#### What the task requires
Could you set out every line of the entries below as a Markdown table, with a "No." column giving the row number and a "Text" column holding the line, leaving out any blank lines?

#### The records
<<<<
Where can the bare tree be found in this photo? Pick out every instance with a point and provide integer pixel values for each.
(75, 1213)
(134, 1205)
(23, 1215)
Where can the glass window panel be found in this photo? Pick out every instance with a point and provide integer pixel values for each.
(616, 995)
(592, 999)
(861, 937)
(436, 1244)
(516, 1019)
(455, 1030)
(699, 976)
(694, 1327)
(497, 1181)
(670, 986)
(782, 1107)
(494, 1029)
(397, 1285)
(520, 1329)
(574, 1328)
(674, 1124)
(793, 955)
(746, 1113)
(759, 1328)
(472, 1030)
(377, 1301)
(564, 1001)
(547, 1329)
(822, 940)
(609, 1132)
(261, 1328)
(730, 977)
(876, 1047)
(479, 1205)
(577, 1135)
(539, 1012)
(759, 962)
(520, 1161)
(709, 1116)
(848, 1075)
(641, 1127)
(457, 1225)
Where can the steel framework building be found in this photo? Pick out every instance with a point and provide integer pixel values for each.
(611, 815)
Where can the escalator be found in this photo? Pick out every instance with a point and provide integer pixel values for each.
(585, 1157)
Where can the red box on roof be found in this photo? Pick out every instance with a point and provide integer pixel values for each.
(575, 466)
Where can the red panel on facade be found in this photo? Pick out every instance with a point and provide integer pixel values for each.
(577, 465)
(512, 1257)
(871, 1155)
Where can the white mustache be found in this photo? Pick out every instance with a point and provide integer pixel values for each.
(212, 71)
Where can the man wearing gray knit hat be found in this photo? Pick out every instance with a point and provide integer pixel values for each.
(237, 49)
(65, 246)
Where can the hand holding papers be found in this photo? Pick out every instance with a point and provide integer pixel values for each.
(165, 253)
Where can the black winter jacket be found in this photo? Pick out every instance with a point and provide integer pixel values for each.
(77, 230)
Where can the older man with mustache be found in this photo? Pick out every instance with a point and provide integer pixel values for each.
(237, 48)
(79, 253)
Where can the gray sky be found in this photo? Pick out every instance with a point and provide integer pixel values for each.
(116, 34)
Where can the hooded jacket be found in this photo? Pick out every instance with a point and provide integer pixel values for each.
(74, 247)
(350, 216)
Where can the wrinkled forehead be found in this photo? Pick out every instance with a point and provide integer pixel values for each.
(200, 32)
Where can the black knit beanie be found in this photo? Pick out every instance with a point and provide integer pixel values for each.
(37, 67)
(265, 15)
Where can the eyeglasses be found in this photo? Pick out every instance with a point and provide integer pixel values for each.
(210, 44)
>>>>
#### Task response
| No. | Text |
|---|---|
| 1 | Where can the bare tree be found in this photo? Pick out every instance with a point and provide integer pixel values for each. |
| 2 | (75, 1213) |
| 3 | (134, 1205) |
| 4 | (23, 1215) |
| 5 | Where can the glass window panel be found in this photo? Pick out every instance with a point and provide integer pixel values for each. |
| 6 | (616, 995) |
| 7 | (592, 999) |
| 8 | (861, 937) |
| 9 | (436, 1244) |
| 10 | (516, 1019) |
| 11 | (455, 1030) |
| 12 | (699, 976) |
| 13 | (694, 1327) |
| 14 | (497, 1181) |
| 15 | (670, 986) |
| 16 | (782, 1107) |
| 17 | (494, 1029) |
| 18 | (397, 1285) |
| 19 | (520, 1329) |
| 20 | (574, 1328) |
| 21 | (674, 1124) |
| 22 | (793, 955) |
| 23 | (746, 1113) |
| 24 | (759, 1328) |
| 25 | (472, 1030) |
| 26 | (377, 1301) |
| 27 | (564, 1001) |
| 28 | (547, 1329) |
| 29 | (822, 940) |
| 30 | (609, 1132) |
| 31 | (261, 1328) |
| 32 | (730, 977) |
| 33 | (876, 1047) |
| 34 | (479, 1205) |
| 35 | (577, 1135) |
| 36 | (539, 1012) |
| 37 | (759, 962) |
| 38 | (520, 1161) |
| 39 | (709, 1116) |
| 40 | (848, 1075) |
| 41 | (641, 1127) |
| 42 | (457, 1225) |
| 43 | Where can the steel framework building be found in this photo? Pick out every instance with a point and provide integer pixel values for each. |
| 44 | (611, 815) |
| 45 | Where can the escalator be found in this photo? Pick out every instance with a point and provide integer pixel values for each. |
| 46 | (585, 1157) |
| 47 | Where can the red box on roof be found in this photo? Pick out every instance with a point and provide integer pixel values for each. |
| 48 | (575, 466) |
| 49 | Where can the red panel on facade be found in this photo? Pick out every instance with a point and provide integer pixel values for each. |
| 50 | (577, 465) |
| 51 | (512, 1257) |
| 52 | (871, 1155) |
| 53 | Where can the white mustache be found in this photo? Pick out every instance with a point and provide integer pixel values for each. |
| 54 | (212, 71) |
| 55 | Where can the man wearing gray knit hat be found in this photo? Pick out every instance with a point and provide integer pixel values for each. |
| 56 | (237, 49) |
| 57 | (65, 246) |
| 58 | Where can the hand holding papers be found in this photo? Pick out every instance with a point and provide integer pixel values for each. |
| 59 | (165, 253) |
| 60 | Where can the black winter jacket be found in this photo? Pick out every instance with a point and provide integer pixel values for each. |
| 61 | (77, 230) |
| 62 | Where can the older man with mustache be found in this photo? Pick out every instance with a point and provide integer pixel values for each. |
| 63 | (237, 48) |
| 64 | (79, 253) |
| 65 | Where can the gray sky be found in this photo? Pick out every instance with a point and provide integer pixel values for each. |
| 66 | (116, 34) |
| 67 | Where can the hooded jacket be found in this photo? Pick out every instance with a point and provide integer pixel values for each. |
| 68 | (74, 247) |
| 69 | (350, 216) |
| 70 | Where can the wrinkled forehead be found in this photo? Pick out every instance with a point and provide integer pixel values for each. |
| 71 | (200, 32) |
| 72 | Where can the black knit beanie be found in this photo? Pick out every instance with a point and provide integer pixel values for each. |
| 73 | (37, 67) |
| 74 | (265, 15) |
| 75 | Where can the eyeglasses be found in this photo? Pick out every instance with a point and provide integer pixel values for each. |
| 76 | (210, 44) |